* _Exercise aim_:
At the line that contains "of the worker", begin setting down every line word for word, and stop after the last line of the listing.

[[ Exercise input open ]]

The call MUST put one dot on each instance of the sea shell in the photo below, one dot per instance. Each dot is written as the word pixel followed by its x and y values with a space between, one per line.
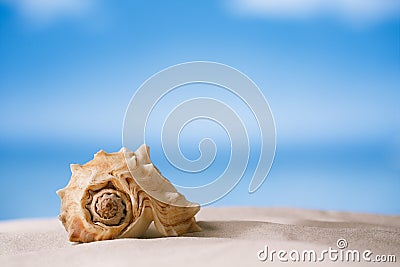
pixel 118 195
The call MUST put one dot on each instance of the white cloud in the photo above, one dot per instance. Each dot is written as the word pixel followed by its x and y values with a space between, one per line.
pixel 45 11
pixel 358 11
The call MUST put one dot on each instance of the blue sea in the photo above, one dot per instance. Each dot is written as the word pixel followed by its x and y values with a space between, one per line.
pixel 356 177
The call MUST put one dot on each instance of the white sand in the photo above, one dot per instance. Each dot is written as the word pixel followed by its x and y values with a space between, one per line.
pixel 230 237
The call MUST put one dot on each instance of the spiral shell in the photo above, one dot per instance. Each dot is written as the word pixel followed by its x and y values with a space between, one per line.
pixel 103 199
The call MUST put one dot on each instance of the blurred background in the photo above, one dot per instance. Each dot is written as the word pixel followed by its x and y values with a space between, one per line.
pixel 330 71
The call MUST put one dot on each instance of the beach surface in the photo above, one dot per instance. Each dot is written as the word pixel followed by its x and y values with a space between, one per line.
pixel 234 236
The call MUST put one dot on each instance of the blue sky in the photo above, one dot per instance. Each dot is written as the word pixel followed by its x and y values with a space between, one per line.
pixel 330 72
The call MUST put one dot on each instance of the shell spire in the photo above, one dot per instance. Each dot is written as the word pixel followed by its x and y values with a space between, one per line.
pixel 118 195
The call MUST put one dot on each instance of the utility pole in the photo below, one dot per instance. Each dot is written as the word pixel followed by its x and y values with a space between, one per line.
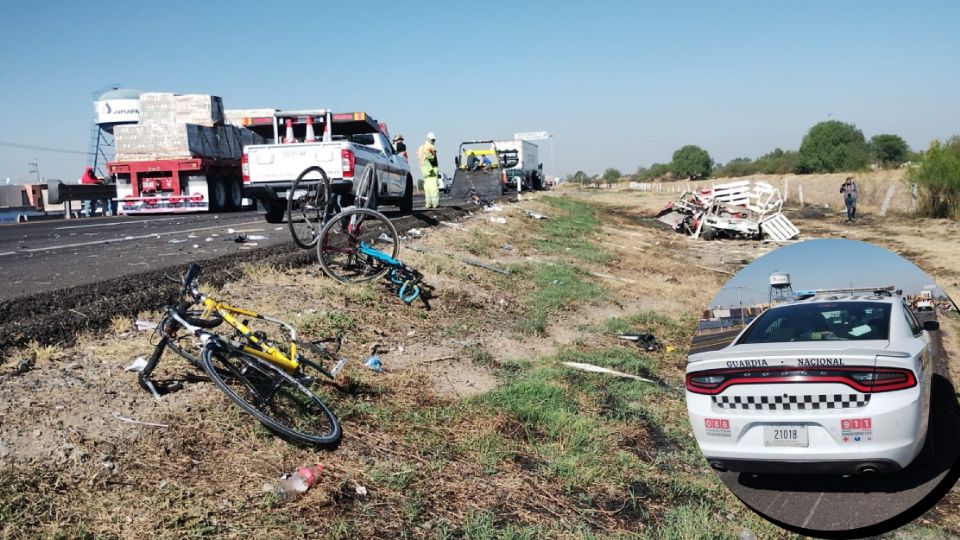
pixel 740 299
pixel 35 168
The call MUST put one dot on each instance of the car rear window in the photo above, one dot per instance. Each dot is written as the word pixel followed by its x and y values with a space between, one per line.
pixel 821 321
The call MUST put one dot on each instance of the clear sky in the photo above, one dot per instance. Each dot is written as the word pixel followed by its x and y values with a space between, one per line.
pixel 825 264
pixel 619 83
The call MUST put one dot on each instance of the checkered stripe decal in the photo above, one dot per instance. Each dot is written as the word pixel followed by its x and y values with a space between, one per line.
pixel 793 403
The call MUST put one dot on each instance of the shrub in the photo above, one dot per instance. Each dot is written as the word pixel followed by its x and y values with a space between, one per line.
pixel 938 177
pixel 832 146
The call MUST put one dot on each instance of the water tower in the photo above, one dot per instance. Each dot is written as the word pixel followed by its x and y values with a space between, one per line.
pixel 780 289
pixel 112 106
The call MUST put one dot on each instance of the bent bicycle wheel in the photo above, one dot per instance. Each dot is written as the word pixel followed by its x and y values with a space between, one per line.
pixel 348 242
pixel 307 204
pixel 278 400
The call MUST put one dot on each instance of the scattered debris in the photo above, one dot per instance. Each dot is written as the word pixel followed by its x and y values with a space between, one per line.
pixel 137 365
pixel 741 209
pixel 481 264
pixel 615 278
pixel 597 369
pixel 644 340
pixel 439 359
pixel 455 226
pixel 140 422
pixel 143 326
pixel 374 364
pixel 23 366
pixel 297 483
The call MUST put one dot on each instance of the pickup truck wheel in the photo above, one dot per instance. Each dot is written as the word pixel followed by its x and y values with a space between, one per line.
pixel 275 211
pixel 366 191
pixel 406 202
pixel 234 194
pixel 217 190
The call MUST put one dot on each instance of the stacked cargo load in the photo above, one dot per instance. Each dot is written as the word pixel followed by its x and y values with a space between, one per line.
pixel 181 126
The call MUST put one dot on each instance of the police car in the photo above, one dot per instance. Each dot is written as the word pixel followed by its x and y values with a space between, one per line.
pixel 829 384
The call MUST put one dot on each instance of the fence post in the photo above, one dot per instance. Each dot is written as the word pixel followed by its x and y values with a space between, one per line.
pixel 886 199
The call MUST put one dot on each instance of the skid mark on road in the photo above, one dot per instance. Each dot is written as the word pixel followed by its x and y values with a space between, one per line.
pixel 115 240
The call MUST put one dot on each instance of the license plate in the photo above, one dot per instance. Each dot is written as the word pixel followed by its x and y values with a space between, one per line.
pixel 785 435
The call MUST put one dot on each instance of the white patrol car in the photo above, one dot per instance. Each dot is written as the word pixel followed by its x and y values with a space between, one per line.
pixel 829 384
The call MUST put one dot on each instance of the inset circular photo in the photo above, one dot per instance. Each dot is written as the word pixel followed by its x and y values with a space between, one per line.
pixel 818 388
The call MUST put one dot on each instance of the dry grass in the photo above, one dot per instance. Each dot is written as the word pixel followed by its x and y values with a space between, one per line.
pixel 548 453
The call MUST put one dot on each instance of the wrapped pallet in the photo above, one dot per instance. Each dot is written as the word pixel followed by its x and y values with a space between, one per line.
pixel 177 141
pixel 167 108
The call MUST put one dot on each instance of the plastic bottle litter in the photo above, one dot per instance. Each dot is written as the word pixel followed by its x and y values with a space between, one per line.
pixel 299 482
pixel 374 364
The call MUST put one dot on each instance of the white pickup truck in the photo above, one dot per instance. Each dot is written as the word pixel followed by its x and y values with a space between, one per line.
pixel 344 144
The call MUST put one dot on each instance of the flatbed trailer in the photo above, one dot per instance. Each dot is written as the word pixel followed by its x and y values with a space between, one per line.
pixel 192 184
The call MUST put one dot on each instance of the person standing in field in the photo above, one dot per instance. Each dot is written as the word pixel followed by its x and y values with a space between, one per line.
pixel 849 191
pixel 429 167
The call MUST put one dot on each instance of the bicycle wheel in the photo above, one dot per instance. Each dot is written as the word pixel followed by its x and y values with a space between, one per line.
pixel 339 249
pixel 366 191
pixel 278 400
pixel 307 204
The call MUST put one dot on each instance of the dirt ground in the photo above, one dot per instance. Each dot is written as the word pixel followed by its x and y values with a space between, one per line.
pixel 74 459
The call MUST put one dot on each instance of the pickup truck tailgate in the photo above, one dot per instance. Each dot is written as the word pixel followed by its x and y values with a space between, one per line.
pixel 283 163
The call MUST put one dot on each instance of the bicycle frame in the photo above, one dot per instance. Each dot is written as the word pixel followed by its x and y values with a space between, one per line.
pixel 264 351
pixel 400 274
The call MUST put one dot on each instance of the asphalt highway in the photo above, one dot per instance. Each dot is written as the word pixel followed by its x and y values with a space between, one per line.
pixel 54 254
pixel 833 503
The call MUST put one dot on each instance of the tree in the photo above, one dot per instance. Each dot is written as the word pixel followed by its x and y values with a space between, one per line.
pixel 658 170
pixel 832 146
pixel 691 162
pixel 938 176
pixel 611 176
pixel 889 150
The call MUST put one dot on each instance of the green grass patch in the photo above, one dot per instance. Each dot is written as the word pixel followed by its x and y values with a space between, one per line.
pixel 557 286
pixel 567 231
pixel 327 323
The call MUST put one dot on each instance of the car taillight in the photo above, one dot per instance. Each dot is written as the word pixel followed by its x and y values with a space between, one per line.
pixel 864 379
pixel 349 162
pixel 885 380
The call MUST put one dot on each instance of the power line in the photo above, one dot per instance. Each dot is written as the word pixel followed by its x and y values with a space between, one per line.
pixel 42 148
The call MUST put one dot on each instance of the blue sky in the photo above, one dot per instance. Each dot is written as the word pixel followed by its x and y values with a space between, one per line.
pixel 825 264
pixel 619 83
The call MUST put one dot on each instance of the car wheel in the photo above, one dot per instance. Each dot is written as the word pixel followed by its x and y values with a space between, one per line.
pixel 406 202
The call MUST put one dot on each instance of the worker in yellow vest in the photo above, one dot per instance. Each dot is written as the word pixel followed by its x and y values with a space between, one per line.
pixel 429 167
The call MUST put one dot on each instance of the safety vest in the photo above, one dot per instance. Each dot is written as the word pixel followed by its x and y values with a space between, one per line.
pixel 427 154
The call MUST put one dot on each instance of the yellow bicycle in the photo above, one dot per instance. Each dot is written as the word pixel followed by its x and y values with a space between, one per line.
pixel 271 383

[[ Exercise input closed ]]

* _Your solution_:
The call MUST put one dot on each instance of the worker in yellow vest in the photo above, one dot per instance. Each dot is written as the word pixel followed by its x and y values with a space between, one per line.
pixel 429 167
The call MUST put one dot on each instance of the safety vest in the photo above, one dot per instance. Each dot is written as the word pixel followed by its x and y values with a space between, one per line.
pixel 427 154
The call MUST put one dot on each instance of the yellow bicycle in the photo above, one dot per instance. Each dot is written as the word pixel followed by its x and y values with a space between, one per line.
pixel 271 383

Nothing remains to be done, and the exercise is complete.